Some states have other laws and regulations regarding possession of red-eared sliders as pets because they are looked upon as invasive species or pests where they are not native, but have been introduced through the pet trade. As of July 1, 2007, it is illegal in Florida to sell any wild type red-eared slider. Unusual color varieties such as albino and pastel red-eared sliders, which are derived from captive breeding, are still allowed for sale.
The flesh of turtles, calipash or calipee, was, and still is, considered a delicacy in a number of cultures. Turtle soup has been a prized dish in Anglo-American cuisine, and still remains so in some parts of Asia.[which?] Gopher tortoise stew was popular with some groups in Florida.
Turtles remain a part of the traditional diet on the island of Grand Cayman, so much so that when wild stocks became depleted, a turtle farm was established specifically to raise sea turtles for their meat. The farm also releases specimens to the wild as part of an effort to repopulate the Caribbean Sea.
Fat from turtles is also used in the Caribbean and in Mexico as a main ingredient in cosmetics, marketed under its Spanish name crema de tortuga. Turtle plastrons among other plants and animals parts are used in traditional Chinese medicines. (Other items in the image are dried lingzhi, snake, luo han guo, and ginseng).
Turtle plastrons (the part of the shell that covers a tortoise from the bottom) are widely used in traditional Chinese medicine; according to statistics, Taiwan imports hundreds of tons of plastrons every year. A popular medicinal preparation based on powdered turtle plastron (and a variety of herbs) is the guilinggao jelly; these days, though, it is typically made with only herbal ingredients.

┄┄┄┄┄┄┄┄┄┄┄┄┄┄┄┄┄┄┄┄

## [What is being asked]
Using the text on turtles, explain in one to three sentences why a turtle farm was set up on Grand Cayman. The data is not needed for this work.

## [Material shown]
┄┄┄┄┄┄┄┄┄┄┄┄┄┄┄┄┄┄┄┄

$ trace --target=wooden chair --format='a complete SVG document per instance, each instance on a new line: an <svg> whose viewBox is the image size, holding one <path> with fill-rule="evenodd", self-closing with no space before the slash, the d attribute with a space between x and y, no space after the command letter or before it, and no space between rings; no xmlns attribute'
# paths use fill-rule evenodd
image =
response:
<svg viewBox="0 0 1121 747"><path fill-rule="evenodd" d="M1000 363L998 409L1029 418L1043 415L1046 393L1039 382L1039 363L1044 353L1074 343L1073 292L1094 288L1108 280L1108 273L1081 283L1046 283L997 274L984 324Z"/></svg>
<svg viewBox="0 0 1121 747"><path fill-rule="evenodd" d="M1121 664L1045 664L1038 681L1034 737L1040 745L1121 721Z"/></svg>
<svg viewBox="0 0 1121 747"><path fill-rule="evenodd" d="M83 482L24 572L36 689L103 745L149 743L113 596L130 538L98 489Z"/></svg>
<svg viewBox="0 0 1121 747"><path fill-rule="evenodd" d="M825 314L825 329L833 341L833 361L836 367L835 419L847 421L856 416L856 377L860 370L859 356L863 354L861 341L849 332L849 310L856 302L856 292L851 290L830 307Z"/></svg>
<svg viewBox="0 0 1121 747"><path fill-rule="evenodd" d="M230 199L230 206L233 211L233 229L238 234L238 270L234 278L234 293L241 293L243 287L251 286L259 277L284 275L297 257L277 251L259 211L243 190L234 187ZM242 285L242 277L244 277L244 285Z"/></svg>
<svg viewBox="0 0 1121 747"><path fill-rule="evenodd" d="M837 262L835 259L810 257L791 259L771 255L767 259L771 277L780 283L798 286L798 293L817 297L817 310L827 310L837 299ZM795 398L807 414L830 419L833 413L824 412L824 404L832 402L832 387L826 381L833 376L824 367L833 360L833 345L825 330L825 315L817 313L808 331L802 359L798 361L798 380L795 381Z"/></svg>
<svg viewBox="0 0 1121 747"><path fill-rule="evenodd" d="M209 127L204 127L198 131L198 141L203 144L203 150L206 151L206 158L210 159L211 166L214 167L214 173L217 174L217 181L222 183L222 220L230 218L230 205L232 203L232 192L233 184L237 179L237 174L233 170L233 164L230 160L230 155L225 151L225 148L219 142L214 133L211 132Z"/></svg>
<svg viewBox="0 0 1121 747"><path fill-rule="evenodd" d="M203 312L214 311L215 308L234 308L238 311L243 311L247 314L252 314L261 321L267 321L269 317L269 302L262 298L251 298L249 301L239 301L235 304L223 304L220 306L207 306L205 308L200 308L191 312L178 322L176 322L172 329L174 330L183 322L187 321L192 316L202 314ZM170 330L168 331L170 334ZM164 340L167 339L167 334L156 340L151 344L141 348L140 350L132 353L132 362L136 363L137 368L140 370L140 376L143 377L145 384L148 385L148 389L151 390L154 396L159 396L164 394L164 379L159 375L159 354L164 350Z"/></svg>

┄┄┄┄┄┄┄┄┄┄┄┄┄┄┄┄┄┄┄┄

## [Written solution]
Turtles remain part of the traditional diet on Grand Cayman, and when wild stocks became depleted, the farm was established to raise sea turtles for their meat.